- _Exercise objective_: Copy the data below word for word, without changing anything.

- _Data in this exercise_:
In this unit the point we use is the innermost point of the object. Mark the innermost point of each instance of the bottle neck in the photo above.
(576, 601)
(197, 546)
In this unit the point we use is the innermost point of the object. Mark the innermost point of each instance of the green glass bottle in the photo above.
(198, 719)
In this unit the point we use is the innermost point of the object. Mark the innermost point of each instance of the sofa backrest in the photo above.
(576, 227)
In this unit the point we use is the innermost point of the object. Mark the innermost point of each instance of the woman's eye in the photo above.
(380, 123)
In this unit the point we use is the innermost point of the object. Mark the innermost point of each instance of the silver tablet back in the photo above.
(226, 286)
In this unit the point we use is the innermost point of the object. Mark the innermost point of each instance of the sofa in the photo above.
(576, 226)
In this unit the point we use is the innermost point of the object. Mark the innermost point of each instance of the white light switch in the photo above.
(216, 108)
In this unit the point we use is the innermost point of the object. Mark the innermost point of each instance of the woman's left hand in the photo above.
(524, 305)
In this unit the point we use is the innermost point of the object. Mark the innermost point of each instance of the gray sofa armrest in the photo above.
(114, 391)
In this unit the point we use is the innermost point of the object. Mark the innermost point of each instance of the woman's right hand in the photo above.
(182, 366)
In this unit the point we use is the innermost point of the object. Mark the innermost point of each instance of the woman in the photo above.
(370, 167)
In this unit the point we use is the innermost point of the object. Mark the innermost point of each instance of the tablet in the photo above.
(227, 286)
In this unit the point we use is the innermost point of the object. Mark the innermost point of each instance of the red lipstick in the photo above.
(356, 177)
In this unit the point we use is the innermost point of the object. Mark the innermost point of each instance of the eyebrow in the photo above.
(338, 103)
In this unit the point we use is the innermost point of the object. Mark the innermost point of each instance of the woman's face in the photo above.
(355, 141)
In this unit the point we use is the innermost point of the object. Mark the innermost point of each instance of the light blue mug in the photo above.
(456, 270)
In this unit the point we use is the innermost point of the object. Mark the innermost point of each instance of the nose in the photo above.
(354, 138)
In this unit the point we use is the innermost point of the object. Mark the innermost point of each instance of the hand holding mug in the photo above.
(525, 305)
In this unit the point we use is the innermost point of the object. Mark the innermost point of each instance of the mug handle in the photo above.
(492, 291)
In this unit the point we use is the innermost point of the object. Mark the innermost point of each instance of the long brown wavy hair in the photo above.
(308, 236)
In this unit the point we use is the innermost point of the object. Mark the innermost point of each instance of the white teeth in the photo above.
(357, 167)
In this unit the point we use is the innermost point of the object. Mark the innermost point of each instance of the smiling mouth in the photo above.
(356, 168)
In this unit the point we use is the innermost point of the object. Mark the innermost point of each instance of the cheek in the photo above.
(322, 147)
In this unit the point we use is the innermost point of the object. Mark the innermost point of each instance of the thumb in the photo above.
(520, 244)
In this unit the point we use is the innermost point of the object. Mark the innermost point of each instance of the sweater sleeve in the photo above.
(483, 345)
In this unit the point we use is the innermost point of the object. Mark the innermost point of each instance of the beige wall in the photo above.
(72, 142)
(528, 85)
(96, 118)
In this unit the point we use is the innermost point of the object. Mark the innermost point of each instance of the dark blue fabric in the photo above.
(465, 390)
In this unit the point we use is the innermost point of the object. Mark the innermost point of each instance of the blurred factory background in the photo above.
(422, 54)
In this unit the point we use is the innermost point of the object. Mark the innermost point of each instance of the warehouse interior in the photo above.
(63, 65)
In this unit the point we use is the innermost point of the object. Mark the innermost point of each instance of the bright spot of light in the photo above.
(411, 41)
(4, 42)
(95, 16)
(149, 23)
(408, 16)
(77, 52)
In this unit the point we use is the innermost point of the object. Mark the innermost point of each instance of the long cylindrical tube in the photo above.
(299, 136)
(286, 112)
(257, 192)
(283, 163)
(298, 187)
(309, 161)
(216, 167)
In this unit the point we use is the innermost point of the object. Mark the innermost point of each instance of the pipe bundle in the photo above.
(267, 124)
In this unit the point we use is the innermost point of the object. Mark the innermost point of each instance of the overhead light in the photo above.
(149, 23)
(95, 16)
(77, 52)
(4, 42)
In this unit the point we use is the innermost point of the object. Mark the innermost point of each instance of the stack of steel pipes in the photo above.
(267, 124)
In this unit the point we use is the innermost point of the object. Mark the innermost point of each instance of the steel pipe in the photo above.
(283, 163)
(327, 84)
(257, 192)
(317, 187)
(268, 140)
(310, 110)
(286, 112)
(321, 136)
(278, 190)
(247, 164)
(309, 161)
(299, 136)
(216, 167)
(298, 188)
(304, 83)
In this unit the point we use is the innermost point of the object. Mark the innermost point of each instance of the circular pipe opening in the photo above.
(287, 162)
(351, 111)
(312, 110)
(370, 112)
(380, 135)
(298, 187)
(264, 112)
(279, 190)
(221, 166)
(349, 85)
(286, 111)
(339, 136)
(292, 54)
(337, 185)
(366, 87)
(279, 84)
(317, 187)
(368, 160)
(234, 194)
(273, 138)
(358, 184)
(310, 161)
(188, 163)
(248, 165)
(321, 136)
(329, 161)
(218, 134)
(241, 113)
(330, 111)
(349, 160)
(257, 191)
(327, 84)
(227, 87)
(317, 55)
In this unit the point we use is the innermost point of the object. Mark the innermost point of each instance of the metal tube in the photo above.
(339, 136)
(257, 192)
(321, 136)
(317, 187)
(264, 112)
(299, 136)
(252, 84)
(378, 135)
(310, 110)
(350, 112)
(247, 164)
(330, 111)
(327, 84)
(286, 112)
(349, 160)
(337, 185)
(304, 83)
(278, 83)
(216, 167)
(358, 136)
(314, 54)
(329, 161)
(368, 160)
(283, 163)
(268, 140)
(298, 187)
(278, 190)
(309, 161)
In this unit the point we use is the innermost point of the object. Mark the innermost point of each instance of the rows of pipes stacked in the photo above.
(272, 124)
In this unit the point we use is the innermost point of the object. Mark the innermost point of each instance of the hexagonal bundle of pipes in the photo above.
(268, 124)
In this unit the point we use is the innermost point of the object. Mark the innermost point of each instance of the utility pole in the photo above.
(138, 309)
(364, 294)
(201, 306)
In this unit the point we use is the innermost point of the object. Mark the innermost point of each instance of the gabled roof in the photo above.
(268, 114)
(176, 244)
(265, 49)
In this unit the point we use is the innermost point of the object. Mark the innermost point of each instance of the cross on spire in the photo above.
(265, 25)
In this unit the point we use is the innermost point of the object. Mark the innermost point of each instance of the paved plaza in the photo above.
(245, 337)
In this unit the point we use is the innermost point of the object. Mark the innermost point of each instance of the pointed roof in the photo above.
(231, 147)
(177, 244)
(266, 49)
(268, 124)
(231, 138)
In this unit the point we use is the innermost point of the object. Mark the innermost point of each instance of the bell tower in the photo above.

- _The completed task_:
In this unit the point we use is the innermost point of the object. Mark the innermost point of each instance of the bottle neck in the photo above.
(576, 601)
(197, 546)
In this unit the point we use is the innermost point of the object. Mark the innermost point of each instance of the green glass bottle in the photo above.
(198, 719)
In this unit the point we use is the innermost point of the object. Mark the innermost point of each instance of the sofa backrest in the photo above.
(576, 227)
In this unit the point we use is the innermost point of the object. Mark the innermost point of each instance of the woman's eye in the photo above.
(380, 123)
In this unit the point we use is the innermost point of the object. Mark the innermost point of each instance of the silver tablet back in the photo above.
(226, 286)
In this unit the point we use is the innermost point of the object. Mark the innermost point of each instance of the sofa in the photo above.
(576, 226)
In this unit the point we use is the innermost point of the object. Mark the innermost point of each instance of the white light switch in the photo above.
(216, 108)
In this unit the point we use is the innermost point of the object. Mark the innermost point of each instance of the woman's left hand in the photo above.
(524, 305)
In this unit the point we use is the innermost point of the object. Mark the innermost point of each instance of the gray sofa armrest in the photo above.
(114, 391)
In this unit the point we use is the innermost point of the object. Mark the innermost point of each instance of the woman's right hand in the photo above.
(182, 366)
In this unit the point we use is the innermost point of the object. Mark the innermost point of each instance of the woman in the photo above.
(370, 167)
In this unit the point we use is the innermost point of the object. Mark the innermost point of each instance of the tablet in the photo above.
(227, 286)
In this unit the point we use is the innermost point of the object. Mark the innermost point of each instance of the red lipstick in the photo above.
(356, 177)
In this unit the point we use is the innermost point of the object. Mark the innermost point of each instance of the eyebrow in the photo above.
(338, 103)
In this unit the point we use is the innermost point of the object. Mark the innermost point of each instance of the woman's face in the photo above.
(355, 141)
In this unit the point we use is the innermost point of the object. Mark the innermost point of each instance of the light blue mug in the photo above.
(456, 270)
In this unit the point we use is the innermost point of the object. Mark the innermost point of each instance of the nose in the photo above.
(354, 138)
In this unit the point we use is the innermost point of the object. Mark the innermost point of each instance of the hand holding mug in the photo above.
(525, 305)
In this unit the point we use is the innermost point of the object. Mark the innermost point of each instance of the mug handle in the photo above.
(492, 291)
In this unit the point we use is the innermost point of the object. Mark the innermost point of each instance of the long brown wavy hair in the photo above.
(308, 236)
In this unit the point we use is the innermost point of the object. Mark the innermost point of each instance of the white teeth in the photo above.
(357, 167)
In this unit the point we use is the innermost point of the object. Mark the innermost point of each instance of the smiling mouth in the photo above.
(356, 168)
In this unit the point we use is the innermost point of the object. Mark the innermost point of each instance of the cheek in the photo above.
(322, 147)
In this unit the point we use is the innermost point of the object. Mark the innermost point of each instance of the thumb in the photo above.
(520, 244)
In this unit the point we use is the innermost point of the object. Mark the innermost point of each instance of the sweater sleeve in the photo above.
(483, 345)
In this unit the point we use is the innermost point of the object. Mark the innermost point of each instance of the beige wall in the photo above.
(72, 142)
(528, 85)
(96, 118)
In this unit the point we use is the innermost point of the object. Mark the innermost point of each instance of the dark blue fabric in the photo above.
(465, 390)
In this unit the point we use is the innermost point of the object. Mark the innermost point of each instance of the blurred factory background in the photo above.
(422, 54)
In this unit the point we use is the innermost point of the object. Mark the innermost point of each instance of the warehouse interior in the photo above.
(63, 65)
In this unit the point we use is the innermost point of the object. Mark the innermost point of each instance of the bright spot of light in the photo above.
(411, 41)
(4, 42)
(95, 16)
(149, 23)
(408, 16)
(77, 52)
In this unit the point we use is the innermost point of the object. Mark the innermost point of each instance of the long cylindrical tube in the photo above.
(299, 136)
(286, 112)
(257, 192)
(283, 163)
(298, 187)
(309, 161)
(216, 167)
In this unit the point we use is the innermost point of the object. Mark the innermost point of each instance of the pipe bundle in the photo above.
(267, 124)
In this unit the point we use is the innermost point of the object. Mark the innermost point of each instance of the overhead light in the photo above.
(149, 23)
(95, 16)
(77, 52)
(4, 42)
In this unit the point we use is the innermost point of the object. Mark the innermost point of each instance of the stack of steel pipes in the photo above.
(267, 124)
In this unit the point we use is the innermost point of the object. Mark the innermost point of each instance of the steel pipe in the photo above.
(283, 163)
(327, 84)
(257, 192)
(317, 187)
(268, 140)
(310, 110)
(286, 112)
(321, 136)
(278, 190)
(247, 164)
(309, 161)
(299, 136)
(216, 167)
(298, 188)
(304, 83)
In this unit the point we use is the innermost point of the object. Mark the innermost point of each instance of the circular pipe opening in the photo above.
(287, 162)
(351, 111)
(312, 110)
(370, 112)
(380, 135)
(298, 187)
(264, 112)
(279, 190)
(221, 166)
(349, 85)
(286, 111)
(339, 136)
(292, 54)
(337, 185)
(366, 87)
(279, 84)
(317, 187)
(368, 160)
(234, 194)
(273, 138)
(358, 184)
(310, 161)
(188, 163)
(248, 165)
(321, 136)
(329, 161)
(218, 134)
(241, 113)
(330, 111)
(349, 160)
(257, 191)
(327, 84)
(227, 87)
(317, 55)
In this unit the point we use is the innermost point of the object. Mark the innermost point of each instance of the metal tube in the photo above.
(339, 136)
(257, 192)
(321, 136)
(317, 187)
(264, 112)
(299, 136)
(252, 84)
(378, 135)
(310, 110)
(350, 112)
(247, 164)
(330, 111)
(327, 84)
(286, 112)
(349, 160)
(337, 185)
(304, 83)
(278, 83)
(216, 167)
(358, 136)
(314, 54)
(329, 161)
(368, 160)
(283, 163)
(268, 140)
(298, 187)
(278, 190)
(309, 161)
In this unit the point we use is the innermost point of the object. Mark the innermost point of each instance of the rows of pipes stacked in the photo above.
(272, 124)
In this unit the point we use is the innermost point of the object. Mark the innermost point of each instance of the hexagonal bundle of pipes in the photo above.
(268, 124)
In this unit the point we use is the innermost point of the object. Mark the innermost point of each instance of the utility pole in the photo above.
(138, 309)
(364, 294)
(201, 306)
In this unit the point we use is the innermost point of the object. Mark the innermost point of each instance of the gabled roof in the photo above.
(268, 114)
(176, 244)
(265, 49)
In this unit the point we use is the innermost point of the object. Mark the innermost point of each instance of the cross on spire in the photo above.
(265, 25)
In this unit the point we use is the innermost point of the object. Mark the innermost point of each instance of the paved plaza in the photo above.
(245, 337)
In this unit the point we use is the innermost point of the object. Mark the innermost point of each instance of the pointed roof in the photo above.
(231, 147)
(177, 244)
(266, 49)
(268, 124)
(231, 138)
In this unit the point we use is the innermost point of the object. Mark the innermost point of each instance of the bell tower in the photo above.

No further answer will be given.